ТЕКСТ ДЛЯ ЧТЕНИЯ:

Однако это не значит, что я перестал обращать внимание на вкусы, запахи, образы, эмоции и звуки – всего этого было в моем детстве предостаточно. Я рос в сельской местности близ Кента в 1950–60-х.
В школу не ходил лет до пяти лет, оставаясь дома с мамой. Я бродил по полям, болотам и лесам, окружавшим наш дом. Я обожал свою собаку Чанки. Потом я стал хористом в Кентерберийском соборе. Все эти годы я наслаждался ароматами и восторгами детства и отрочества. По английским меркам я пошел в школу поздно, так что все свои дни я проводил на кухне с мамой, наблюдая за ее готовкой и дегустируя всевозможную снедь – рагу, жаркое, подливы, супы, джемы, чатни, маринады, кексы, булочки и хлеб. У нас было что-то вроде коммерческого огорода, и я быстро научился выбирать самые спелые клубнику и вишню, черную и красную смородину, яблоки, сливы и груши. Запах овощей, смешивающийся со специфическим духом сырой земли, когда руками вытягиваешь из почвы морковку или картофель; едкая свежесть только что срезанной петрушки, мяты или шалфея; многообещающее, тяжеловесное благоухание винограда «гамбургский мускат»… Я упивался этим каждый день и до сих пор помню с удивительной четкостью.

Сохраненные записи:
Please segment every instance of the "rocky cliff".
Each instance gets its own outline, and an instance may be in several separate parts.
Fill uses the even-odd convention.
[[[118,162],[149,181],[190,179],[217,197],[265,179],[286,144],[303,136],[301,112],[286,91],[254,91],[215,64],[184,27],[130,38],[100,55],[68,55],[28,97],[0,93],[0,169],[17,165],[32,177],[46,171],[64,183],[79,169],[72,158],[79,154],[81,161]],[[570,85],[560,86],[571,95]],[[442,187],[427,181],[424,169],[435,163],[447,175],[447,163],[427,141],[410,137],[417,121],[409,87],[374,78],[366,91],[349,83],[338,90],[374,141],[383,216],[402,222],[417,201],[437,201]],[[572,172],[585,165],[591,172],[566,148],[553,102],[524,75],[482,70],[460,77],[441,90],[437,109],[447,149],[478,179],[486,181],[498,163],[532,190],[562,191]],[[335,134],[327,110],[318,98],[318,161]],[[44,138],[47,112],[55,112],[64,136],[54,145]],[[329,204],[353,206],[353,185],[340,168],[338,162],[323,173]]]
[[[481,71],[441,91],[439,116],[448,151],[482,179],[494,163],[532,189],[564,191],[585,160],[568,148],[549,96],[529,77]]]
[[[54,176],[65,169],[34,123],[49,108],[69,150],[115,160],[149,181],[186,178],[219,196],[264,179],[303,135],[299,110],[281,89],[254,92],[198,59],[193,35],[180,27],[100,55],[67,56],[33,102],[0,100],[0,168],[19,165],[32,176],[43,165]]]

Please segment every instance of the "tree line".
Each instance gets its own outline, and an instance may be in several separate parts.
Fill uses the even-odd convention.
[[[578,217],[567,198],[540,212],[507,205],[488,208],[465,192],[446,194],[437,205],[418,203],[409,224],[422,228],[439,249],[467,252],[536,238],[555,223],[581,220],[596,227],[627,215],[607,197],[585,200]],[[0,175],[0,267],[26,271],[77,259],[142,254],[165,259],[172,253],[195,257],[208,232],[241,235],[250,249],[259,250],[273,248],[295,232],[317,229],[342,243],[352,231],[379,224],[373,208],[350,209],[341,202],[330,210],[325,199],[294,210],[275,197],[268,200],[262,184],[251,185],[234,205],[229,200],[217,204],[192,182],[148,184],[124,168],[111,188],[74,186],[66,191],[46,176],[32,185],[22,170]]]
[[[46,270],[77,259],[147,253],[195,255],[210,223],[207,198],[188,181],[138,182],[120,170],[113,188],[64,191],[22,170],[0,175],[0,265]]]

ЗАДАНИЯ:
a) Как звали собаку, которую обожал рассказчик в тексте о детстве в сельской местности?
b) Продолжите текст о детстве в сельской местности, начав сразу после его последнего предложения.

ОТВЕТЫ:
a) Чанки.

b)
Пахла не только еда. Подрастая, я стал замечать запах льняного масла и биты для крикета; резиновых сапог, стоявших у двери на задний двор; улиц, пропитанных пылью в самой середине лета; кучи срезанной травы, побитой весенним дождиком; маминых духов Calèche, которые она берегла для особых случаев; запах отцовского кабинета – старые книги, чернила, масло для смазки и древесная стружка. Кентерберийский собор, такой холодный и бесцветный морозным зимним утром, с каменными плитами, пропахшими тысячелетием без солнечных лучей, и он же – торжественный и экзотичный, как его пропитанные ладаном клирики, ныряющие в сакристию после мессы. Хрусткий аромат свеженакрахмаленных простынь и кастелянши, такой же свежей и накрахмаленной. Вкусы, запахи, эмоции, люди, места. Но пока еще никакого вина.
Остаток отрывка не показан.